Work required: Arrange all of the records below as a numbered list, leaving out any blank lines.

Entries for pointing at named objects
>> begin

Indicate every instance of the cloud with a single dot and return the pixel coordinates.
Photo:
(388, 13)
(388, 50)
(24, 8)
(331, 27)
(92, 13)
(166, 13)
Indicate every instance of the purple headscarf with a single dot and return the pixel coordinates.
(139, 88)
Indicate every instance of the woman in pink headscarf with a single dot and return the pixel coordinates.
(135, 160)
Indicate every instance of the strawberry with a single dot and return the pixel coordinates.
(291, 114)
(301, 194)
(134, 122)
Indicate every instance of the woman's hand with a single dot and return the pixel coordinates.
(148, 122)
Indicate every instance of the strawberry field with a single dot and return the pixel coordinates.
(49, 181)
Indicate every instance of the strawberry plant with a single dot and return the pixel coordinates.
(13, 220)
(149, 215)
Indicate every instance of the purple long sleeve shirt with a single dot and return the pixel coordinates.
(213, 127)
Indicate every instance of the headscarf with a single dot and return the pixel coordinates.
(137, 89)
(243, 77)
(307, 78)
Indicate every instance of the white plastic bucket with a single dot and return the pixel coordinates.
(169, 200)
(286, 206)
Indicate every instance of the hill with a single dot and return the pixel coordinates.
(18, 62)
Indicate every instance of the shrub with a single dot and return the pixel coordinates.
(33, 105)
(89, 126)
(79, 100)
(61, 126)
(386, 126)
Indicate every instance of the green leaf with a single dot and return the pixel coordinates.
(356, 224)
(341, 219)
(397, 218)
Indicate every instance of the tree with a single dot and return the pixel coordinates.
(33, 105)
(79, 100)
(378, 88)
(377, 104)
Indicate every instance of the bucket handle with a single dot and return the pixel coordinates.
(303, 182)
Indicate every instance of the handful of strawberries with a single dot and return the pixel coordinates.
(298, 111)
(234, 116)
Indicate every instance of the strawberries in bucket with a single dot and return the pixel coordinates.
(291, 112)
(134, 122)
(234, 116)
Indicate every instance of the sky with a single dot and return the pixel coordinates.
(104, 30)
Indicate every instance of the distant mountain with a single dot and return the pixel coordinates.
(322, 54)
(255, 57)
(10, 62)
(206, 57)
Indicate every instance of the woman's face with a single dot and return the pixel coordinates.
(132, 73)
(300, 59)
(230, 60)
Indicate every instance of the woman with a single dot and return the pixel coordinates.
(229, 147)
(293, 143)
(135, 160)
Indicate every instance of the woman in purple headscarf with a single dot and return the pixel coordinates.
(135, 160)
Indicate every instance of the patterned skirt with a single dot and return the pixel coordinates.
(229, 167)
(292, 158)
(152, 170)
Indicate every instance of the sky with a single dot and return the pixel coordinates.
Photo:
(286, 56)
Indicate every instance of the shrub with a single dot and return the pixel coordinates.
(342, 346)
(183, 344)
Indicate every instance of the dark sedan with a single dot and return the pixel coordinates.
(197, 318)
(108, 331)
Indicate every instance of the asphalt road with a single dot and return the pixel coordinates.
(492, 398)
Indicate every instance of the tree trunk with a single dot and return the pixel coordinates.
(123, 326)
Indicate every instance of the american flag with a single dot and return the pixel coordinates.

>> end

Result for this exercise:
1. Indicate every instance of the cloud with a single dot and return the pixel coordinates.
2. Photo:
3. (388, 13)
4. (388, 50)
5. (24, 8)
6. (331, 27)
7. (92, 13)
8. (166, 13)
9. Indicate every instance of the purple headscarf with a single dot and return the pixel coordinates.
10. (139, 88)
11. Indicate every instance of the woman in pink headscarf with a single dot and return the pixel coordinates.
12. (135, 160)
13. Indicate every instance of the strawberry with a single dot and return the pixel coordinates.
14. (291, 114)
15. (301, 194)
16. (134, 122)
17. Indicate every instance of the woman's hand with a single dot and return the pixel coordinates.
18. (148, 122)
19. Indicate every instance of the strawberry field with a single dot and return the pixel coordinates.
20. (49, 181)
21. Indicate every instance of the strawberry plant with a single dot and return the pixel coordinates.
22. (13, 220)
23. (149, 215)
24. Indicate every instance of the purple long sleeve shirt with a single dot and return the pixel coordinates.
25. (213, 127)
26. Indicate every instance of the headscarf with a single dot and return the pixel coordinates.
27. (137, 89)
28. (243, 77)
29. (307, 78)
30. Indicate every instance of the white plastic bucket with a single dot and return the pixel coordinates.
31. (169, 200)
32. (286, 206)
33. Indicate every instance of the hill with a single dot and return the pixel coordinates.
34. (18, 62)
35. Indicate every instance of the shrub with a single dot and return the pixel coordinates.
36. (33, 105)
37. (89, 126)
38. (79, 100)
39. (61, 126)
40. (386, 126)
41. Indicate every instance of the green leaf with a single dot and return the pixel coordinates.
42. (356, 224)
43. (341, 219)
44. (397, 218)
45. Indicate every instance of the tree with a single dot and return the pixel coordinates.
46. (33, 105)
47. (79, 100)
48. (378, 88)
49. (377, 104)
50. Indicate every instance of the bucket handle with a single dot and return the pixel coordinates.
51. (303, 182)
52. Indicate every instance of the handful of strawberries with a single dot and return the pixel coordinates.
53. (298, 111)
54. (234, 116)
55. Indicate every instance of the strawberries in bucket with a single dot and return the pixel coordinates.
56. (291, 112)
57. (134, 122)
58. (234, 116)
59. Indicate every instance of the sky with a single dot and return the pixel coordinates.
60. (104, 30)
61. Indicate every instance of the distant mountain with a single dot and return the pixel coordinates.
62. (322, 54)
63. (255, 57)
64. (10, 62)
65. (206, 57)
66. Indicate every instance of the woman's face with a single dot and return the pixel coordinates.
67. (132, 73)
68. (300, 59)
69. (230, 60)
70. Indicate every instance of the woman with a single dot and return the pixel coordinates.
71. (229, 147)
72. (293, 143)
73. (135, 160)
74. Indicate every instance of the woman in purple headscarf with a single dot and return the pixel coordinates.
75. (135, 160)
76. Indicate every instance of the patterned skirt with a single dot and return the pixel coordinates.
77. (229, 167)
78. (292, 158)
79. (152, 170)
80. Indicate every instance of the sky with a single dot and return the pixel coordinates.
81. Photo:
82. (286, 56)
83. Indicate every instance of the shrub with a single dot and return the pixel coordinates.
84. (342, 346)
85. (183, 344)
86. Indicate every instance of the dark sedan with a single dot and return the pixel coordinates.
87. (197, 318)
88. (108, 331)
89. Indicate every instance of the asphalt road with a single dot and return the pixel coordinates.
90. (492, 398)
91. Indicate every instance of the tree trunk with a single dot and return the pixel coordinates.
92. (123, 326)
93. Indicate every instance of the american flag with a single dot and return the pixel coordinates.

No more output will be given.